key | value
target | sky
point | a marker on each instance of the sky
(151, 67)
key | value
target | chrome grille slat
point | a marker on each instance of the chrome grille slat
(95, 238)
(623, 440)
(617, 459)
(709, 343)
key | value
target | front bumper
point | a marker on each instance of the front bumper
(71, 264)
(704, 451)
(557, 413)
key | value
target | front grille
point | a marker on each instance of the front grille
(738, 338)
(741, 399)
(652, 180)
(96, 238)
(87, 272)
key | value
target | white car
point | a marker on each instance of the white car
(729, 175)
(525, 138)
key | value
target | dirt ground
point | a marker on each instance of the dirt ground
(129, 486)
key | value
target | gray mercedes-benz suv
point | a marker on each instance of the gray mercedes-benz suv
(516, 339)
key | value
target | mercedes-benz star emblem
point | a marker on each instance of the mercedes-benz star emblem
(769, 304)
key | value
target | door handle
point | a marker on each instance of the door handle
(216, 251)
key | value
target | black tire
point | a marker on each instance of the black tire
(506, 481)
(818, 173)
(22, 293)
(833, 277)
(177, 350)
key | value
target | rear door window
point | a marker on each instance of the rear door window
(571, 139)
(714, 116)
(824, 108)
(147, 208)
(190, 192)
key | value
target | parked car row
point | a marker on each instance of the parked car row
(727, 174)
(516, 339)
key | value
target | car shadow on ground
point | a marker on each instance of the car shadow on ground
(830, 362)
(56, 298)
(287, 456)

**WORK ITEM**
Retype the lines of the material from the one containing "point | a marker on each instance of the rear" through the last line, exactly, and give no other lines.

**RESULT FOR THIS TASK**
point | a marker on each instance of the rear door window
(571, 139)
(714, 116)
(824, 108)
(147, 208)
(190, 192)
key | value
target | parked car row
point | a marker on each instance of the parked car row
(727, 174)
(516, 339)
key | value
target | car shadow on ground
point | a marker on each instance of the car shadow on ground
(830, 362)
(56, 298)
(287, 456)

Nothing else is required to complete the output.